** Task directions **
Character for character, transcribe the entries below, minus the images.

(Dataset records)
###

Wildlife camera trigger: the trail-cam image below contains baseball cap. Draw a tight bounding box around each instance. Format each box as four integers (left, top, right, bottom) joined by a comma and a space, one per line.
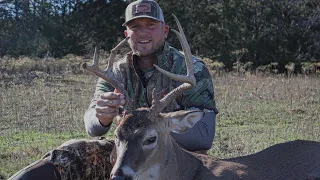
123, 0, 165, 26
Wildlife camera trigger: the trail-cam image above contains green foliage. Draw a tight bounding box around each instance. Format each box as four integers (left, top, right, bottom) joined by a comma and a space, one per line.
301, 62, 320, 75
160, 0, 319, 71
0, 0, 127, 57
202, 57, 226, 75
0, 0, 319, 72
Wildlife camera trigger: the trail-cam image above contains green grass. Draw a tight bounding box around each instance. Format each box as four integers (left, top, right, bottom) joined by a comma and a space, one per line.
0, 57, 319, 178
0, 130, 88, 177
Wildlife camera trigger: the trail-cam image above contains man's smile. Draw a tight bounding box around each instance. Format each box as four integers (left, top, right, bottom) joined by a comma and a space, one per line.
138, 40, 151, 43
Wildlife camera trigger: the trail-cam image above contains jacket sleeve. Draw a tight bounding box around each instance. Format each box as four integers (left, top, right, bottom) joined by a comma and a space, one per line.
172, 60, 218, 151
181, 60, 219, 114
83, 78, 115, 137
170, 112, 216, 151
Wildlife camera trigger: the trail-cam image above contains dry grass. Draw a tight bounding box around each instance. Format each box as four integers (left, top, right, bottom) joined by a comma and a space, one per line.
211, 73, 320, 158
0, 57, 319, 178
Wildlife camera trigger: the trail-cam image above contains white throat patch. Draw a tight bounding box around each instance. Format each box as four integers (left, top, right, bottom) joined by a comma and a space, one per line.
136, 164, 160, 180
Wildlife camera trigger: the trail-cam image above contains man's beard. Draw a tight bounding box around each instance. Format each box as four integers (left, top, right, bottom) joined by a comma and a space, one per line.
130, 39, 165, 57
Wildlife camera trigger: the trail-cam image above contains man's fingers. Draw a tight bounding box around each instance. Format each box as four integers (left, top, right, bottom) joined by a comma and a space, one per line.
95, 106, 118, 122
98, 92, 126, 106
96, 106, 118, 114
96, 99, 125, 107
100, 92, 125, 100
96, 112, 118, 119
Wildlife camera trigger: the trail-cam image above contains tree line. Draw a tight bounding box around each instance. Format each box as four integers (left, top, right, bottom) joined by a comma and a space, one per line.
0, 0, 319, 72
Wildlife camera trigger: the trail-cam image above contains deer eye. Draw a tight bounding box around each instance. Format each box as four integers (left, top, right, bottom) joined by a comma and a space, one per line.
144, 136, 157, 146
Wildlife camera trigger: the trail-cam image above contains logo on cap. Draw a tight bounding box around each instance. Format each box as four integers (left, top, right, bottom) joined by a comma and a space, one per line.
123, 0, 164, 26
132, 3, 152, 15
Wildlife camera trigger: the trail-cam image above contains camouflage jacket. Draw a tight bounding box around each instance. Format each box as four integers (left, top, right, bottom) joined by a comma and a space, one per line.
92, 42, 218, 113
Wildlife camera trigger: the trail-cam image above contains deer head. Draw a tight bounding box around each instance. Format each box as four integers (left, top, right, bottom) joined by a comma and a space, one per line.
83, 14, 203, 180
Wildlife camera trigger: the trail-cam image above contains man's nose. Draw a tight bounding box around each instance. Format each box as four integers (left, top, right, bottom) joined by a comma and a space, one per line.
138, 28, 149, 36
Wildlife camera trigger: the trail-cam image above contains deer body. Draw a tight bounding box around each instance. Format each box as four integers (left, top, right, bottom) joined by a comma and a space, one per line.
199, 139, 320, 180
224, 139, 320, 180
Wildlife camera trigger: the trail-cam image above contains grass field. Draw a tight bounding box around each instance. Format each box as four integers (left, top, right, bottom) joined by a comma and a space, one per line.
0, 57, 319, 179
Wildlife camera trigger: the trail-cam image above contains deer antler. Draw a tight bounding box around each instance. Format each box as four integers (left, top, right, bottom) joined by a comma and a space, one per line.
82, 37, 133, 110
150, 14, 196, 114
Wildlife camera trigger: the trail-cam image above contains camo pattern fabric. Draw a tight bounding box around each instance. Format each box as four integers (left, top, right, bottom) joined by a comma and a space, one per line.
93, 42, 218, 114
42, 137, 114, 180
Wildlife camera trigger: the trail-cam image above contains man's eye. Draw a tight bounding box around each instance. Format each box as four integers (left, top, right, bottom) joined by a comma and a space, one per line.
148, 24, 155, 28
130, 25, 138, 29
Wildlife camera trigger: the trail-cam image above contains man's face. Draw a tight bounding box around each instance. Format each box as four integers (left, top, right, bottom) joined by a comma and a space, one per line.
124, 18, 169, 57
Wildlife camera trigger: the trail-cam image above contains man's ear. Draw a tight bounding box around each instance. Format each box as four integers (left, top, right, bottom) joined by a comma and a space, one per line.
163, 25, 169, 38
162, 110, 204, 133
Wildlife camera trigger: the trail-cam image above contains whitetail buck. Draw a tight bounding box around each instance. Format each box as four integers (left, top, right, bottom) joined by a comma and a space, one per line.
83, 15, 320, 180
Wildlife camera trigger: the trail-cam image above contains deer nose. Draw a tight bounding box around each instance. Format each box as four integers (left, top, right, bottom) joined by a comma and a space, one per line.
111, 175, 132, 180
111, 169, 129, 180
111, 176, 125, 180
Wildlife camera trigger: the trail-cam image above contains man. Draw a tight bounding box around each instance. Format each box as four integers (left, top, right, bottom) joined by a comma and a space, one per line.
9, 0, 218, 179
84, 0, 218, 152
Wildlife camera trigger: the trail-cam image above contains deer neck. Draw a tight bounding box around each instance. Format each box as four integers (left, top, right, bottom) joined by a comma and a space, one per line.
160, 138, 203, 180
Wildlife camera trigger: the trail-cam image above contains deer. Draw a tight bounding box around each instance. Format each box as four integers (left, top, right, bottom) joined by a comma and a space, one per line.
83, 15, 320, 180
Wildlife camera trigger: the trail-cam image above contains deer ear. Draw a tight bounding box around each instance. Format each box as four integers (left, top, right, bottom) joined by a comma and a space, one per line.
163, 110, 204, 133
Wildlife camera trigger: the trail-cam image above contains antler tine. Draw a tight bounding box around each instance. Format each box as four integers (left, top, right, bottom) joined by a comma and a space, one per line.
151, 14, 196, 113
151, 88, 160, 106
82, 37, 133, 109
153, 15, 195, 87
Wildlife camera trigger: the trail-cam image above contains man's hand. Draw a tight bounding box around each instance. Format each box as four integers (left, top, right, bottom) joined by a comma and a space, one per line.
95, 91, 126, 127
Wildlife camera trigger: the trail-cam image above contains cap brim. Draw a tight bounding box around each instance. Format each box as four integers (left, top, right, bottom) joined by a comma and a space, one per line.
122, 16, 163, 26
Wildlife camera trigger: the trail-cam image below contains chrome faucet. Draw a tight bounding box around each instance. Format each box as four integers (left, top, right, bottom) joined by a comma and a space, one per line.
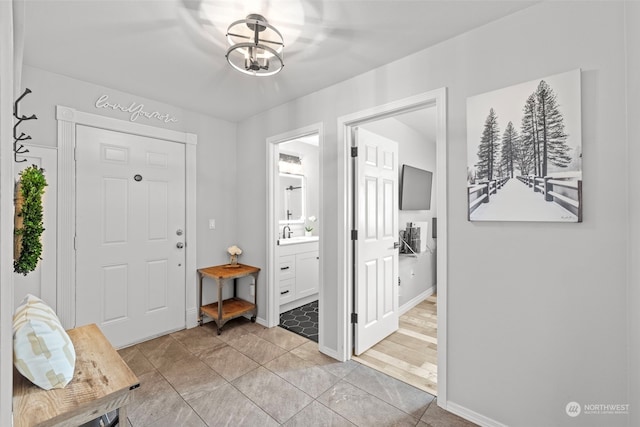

###

** Exercise answer **
Wildlife camera trigger: the trail-cam image below contains baseball cap. Draw a tight bounding box around each instance. Format each box as four integers (left, top, right, bottom) joined by a comma and a space, one per line.
123, 0, 165, 26
Wildlife camera trigger: the trail-cam image above contains green foliage. Draw a tight bounding box around each instance. Format each box as four integers (left, top, right, bottom) joined by a comma and a space, one per line.
301, 62, 320, 75
160, 0, 319, 71
0, 0, 127, 57
202, 57, 226, 75
0, 0, 319, 72
Wildlife camera trigger: the trail-cam image above contains green grass. Draw a tight bounding box around each instance. Format each box as four integers (left, top, right, bottom) joined by a comma and a space, one per line.
0, 57, 319, 178
0, 130, 88, 177
Wildlife camera trigger: the trail-cam image above contains man's smile. Draw a tight bounding box around each instance. Format each box as four integers (left, top, right, bottom) joined by a comma and a space, one per line.
138, 40, 151, 43
Wildlife camera trigger: the trail-cam image above contains jacket sleeve. Draw a tight bounding box around each instance. Format each box as four integers (left, top, right, bottom) joined by a comma and a space, one per line.
172, 60, 218, 151
181, 60, 219, 114
83, 78, 115, 137
170, 112, 216, 151
Wildlife camera trigger: the trail-cam image above contains dry grass. Draw a tight bounding box around each instance. Format each box as four integers (left, top, right, bottom) joined by a comma and a space, one per line.
211, 73, 320, 158
0, 57, 319, 178
Wildlife camera trigger: the trail-cam image above contains white throat patch. Draw a tight bounding box around each instance. Format each box as four integers (left, top, right, bottom) joined by a comma and a space, one per line.
136, 164, 160, 180
Wildlife camera trigger: the trail-cam image above contains man's beard. Draw a tight bounding box around each instance. Format each box as four integers (left, top, right, bottom) joined by a comma and a space, one per line.
130, 39, 165, 57
Wildlife camera trigger: the trail-cam image above contains man's fingers. Draw a tight bounding box around each instance. Format each box as four integers (left, top, right, bottom) joined by a comma and a space, one per line.
95, 106, 118, 122
98, 92, 126, 106
96, 106, 118, 114
96, 99, 125, 107
100, 92, 125, 100
96, 112, 118, 119
Wildlife camera trigger: the trail-cam image above contains tree line. Draw a tight bounding box around each instance. Format each box as four integers (left, top, right, bottom) joined by a comma and a space, one per line.
0, 0, 319, 72
Wildlife camera trigger: the trail-cam image above contains deer eye. Draw a tight bounding box around each instance. Format each box as four integers (left, top, right, bottom) joined by a comma and a space, one per line.
144, 136, 157, 146
Wildlife camera trigger: the trail-cam image above contains logo on cap. Draw a tight bounding box around each instance. Format each box as four integers (left, top, right, bottom) joined by a comma and a space, one per line.
123, 0, 164, 26
132, 3, 152, 15
Wildlife camera trigger: the trail-cam image above contains camouflage jacket. Draw a tight bounding box around each instance. Format each box as four integers (left, top, right, bottom) joined by a comma and a space, one per line.
92, 42, 218, 113
Wildlife camera trigger: the trail-cam image above contains deer head. Draw a tight bounding box around each instance. Format each box as four integers (left, top, right, bottom) joined by a comma and a space, one per line.
83, 14, 203, 180
Wildlife camera trigger: the trail-cam image above contains man's nose. Draw a tight bounding box around each instance. Format each box as four integers (left, top, right, bottom) joined by a comma and a space, one per line.
138, 28, 149, 36
Wildlife camera trigger: the trail-cam image above contains deer body. Draw a tight bounding box around each instance. Format each box as four integers (left, top, right, bottom) joined by a comma and a space, one per line.
199, 139, 320, 180
224, 139, 320, 180
Wildlife camera trigger: the trail-cam image above contains grass field. Draw a tight bounding box around each instance. Format each box as four integers (left, top, right, bottom) joined by a comma and a space, one per line.
0, 57, 319, 179
Wildlife camera trigger: the trail-cam image above contains deer antler. Draw a tight bounding box around each instance. Format each box as four integers (left, top, right, bottom) joined by a comma and a space, one per line.
82, 37, 133, 110
150, 14, 196, 114
Wildlife camera trigger: the trail-cam image above contains camo pattern fabric. Draw a tight bounding box around each instance. Format each box as four integers (left, top, right, bottom) joined by a comma and a space, one per line.
93, 42, 218, 114
42, 137, 114, 180
Wildlife camera trigger: the trail-cam image above contains man's eye. Draw a tight bounding box around each instance. Format each box as four integers (left, top, right, bottom) joined by a comma and a space, one per line.
148, 24, 155, 28
130, 25, 138, 29
Wildlife camera trigger: the trail-cam image above contains man's face. Draw a tight bounding box around each instance. Format each box as four integers (left, top, right, bottom) joined by a comma and a space, one per line.
124, 18, 169, 57
Wildlife camera trigger: the trail-cam image above contains man's ear. Draw a tight bounding box around each instance. Format each box as four integers (left, top, right, bottom) joined by a comma and a space, one per line.
163, 25, 169, 38
162, 110, 204, 133
Wildlife camera trigger: the trail-cam image above contains whitetail buck. Draw a tight bounding box around each instance. Format each box as four integers (left, top, right, bottom) joined by a comma and a space, one per line.
83, 15, 320, 180
Wildlife camera trigger: the trail-cam image above contains deer nose. Draw a tight bounding box around each instance. Format each box as four integers (left, top, right, bottom) joined by a comma and a space, one per line.
111, 175, 132, 180
111, 169, 129, 180
111, 176, 125, 180
Wildlife camera trigger: the trail-cam image above contains man. Draw a tight bounding box around each instance. Format each box as four integers (left, top, right, bottom) joined by a comma and a space, one per line.
9, 0, 218, 179
84, 0, 218, 152
Wildlife camera trigger: the trail-cam image above contains deer neck. Draw a tight bounding box around each instance. Format each box as four integers (left, top, right, bottom) joined by a comma and a space, one per line.
160, 138, 203, 180
Wildlife camera trigger: the trail-cam image above contains deer. Draw a tight bounding box around each instance. Format each box as four integers (left, top, right, bottom) joined by a comma and a space, one per line.
83, 15, 320, 180
Wildlife camera trigger: the trail-cam image above contains deer ear. Draw a tight bounding box around each instance. Format each box as four integers (left, top, right, bottom) joined by a comma and a space, one per line.
163, 110, 204, 133
Wildlife camera trigger: the trail-cam image above contains antler tine. Draw a tight bounding box around each instance. Format each box as four integers (left, top, right, bottom) joined by a comma and a space, one per line.
151, 14, 196, 113
151, 88, 160, 106
82, 37, 133, 109
153, 15, 195, 87
Wildlife camera trigger: the trail-cam image above contains man's hand. Draw a tight bounding box around each instance. Format each box as four integers (left, top, right, bottom) joined by a comma and a space, one per line.
95, 91, 126, 127
Wildlife camera trigger: the trail-cam image above contains cap brim. Draw a tight bounding box around each instance. Format each box as four integers (left, top, right, bottom) joined by a comma and a space, one per line.
122, 16, 163, 26
Wildlife camera trigger: the trail-cam image below contains chrome faucet. Draw a tight bounding box around each instance. Format each box as four integers (left, top, right, bottom) joined by a comma and a space, one per line.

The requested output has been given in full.